WHAT YOU WILL DO:
In the entries below, go to the line containing "Output = one" and repeat it along with every later line, exactly.

AVAILABLE DATA:
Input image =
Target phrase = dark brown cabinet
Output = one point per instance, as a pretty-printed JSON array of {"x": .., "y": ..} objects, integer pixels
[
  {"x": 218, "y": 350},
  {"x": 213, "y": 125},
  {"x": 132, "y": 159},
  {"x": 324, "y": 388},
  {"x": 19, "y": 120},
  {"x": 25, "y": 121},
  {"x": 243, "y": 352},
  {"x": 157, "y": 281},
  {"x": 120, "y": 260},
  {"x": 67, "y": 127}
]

RESULT:
Output = one point per instance, as a pretty-printed JSON array of {"x": .., "y": ..} objects, integer pixels
[
  {"x": 218, "y": 350},
  {"x": 213, "y": 125},
  {"x": 132, "y": 159},
  {"x": 324, "y": 388},
  {"x": 19, "y": 120},
  {"x": 25, "y": 121},
  {"x": 243, "y": 352},
  {"x": 157, "y": 281},
  {"x": 120, "y": 260},
  {"x": 67, "y": 127}
]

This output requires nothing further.